> _PASAJE CITADO_:

----

No
tengo ni idea de nada o de casi nada. A medida que pasan los días,
los meses, los años, todo lo que creía saber parece más borroso.
Es como si la línea que separa los opuestos se difuminara tanto que
me siento incapaz de decir qué está bien y qué está mal. Sé lo
que me gusta y lo que no, lo que me duele y lo que me hace feliz, sé
lo que no quiero y lo que sí, pero al mismo tiempo, me siento
incapaz de juzgar porque comprendo cada día más mis errores y los
ajenos.
Con
el tiempo me he dado cuenta que muchas veces no hay un camino
correcto y que las personas que a veces nos parecen más horribles
son las que más heridas arrastran… Corrijo, tampoco es real, las
que menos han podido superar esas heridas y más dolor almacenan. He
conocido personas que han sufrido en sus vidas enormes tragedias y
que son capaces de mirarte todavía con ese brillo en los ojos e ir
por la vida respetando.
Y he encontrado otras que han sido incapaces
de superar algunas situaciones que no parecen de la misma
envergadura… Corrijo de nuevo, no me lo parecen a mí, pero no sé
con qué herramientas a nivel emocional cuenta esa persona para poder
superar esas situaciones ni puedo valorarlo porque ni tengo
suficiente información ni estoy en su piel. Juzgamos tanto todo el
rato que se hace difícil separar la realidad de la interpretación.

----

> _DATOS EXTRAÍDOS_:
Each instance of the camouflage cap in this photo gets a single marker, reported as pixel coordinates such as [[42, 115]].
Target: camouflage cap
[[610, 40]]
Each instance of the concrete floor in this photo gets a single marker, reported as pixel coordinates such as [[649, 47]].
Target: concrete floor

----

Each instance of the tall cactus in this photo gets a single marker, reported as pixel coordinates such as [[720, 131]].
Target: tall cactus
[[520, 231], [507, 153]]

----

> _POR HACER_: Enumera las unidades de tiempo que, según el pasaje citado, van pasando. Las filas no tienen ningún papel en esto.

> _RESPUESTA_: Los días, los meses y los años.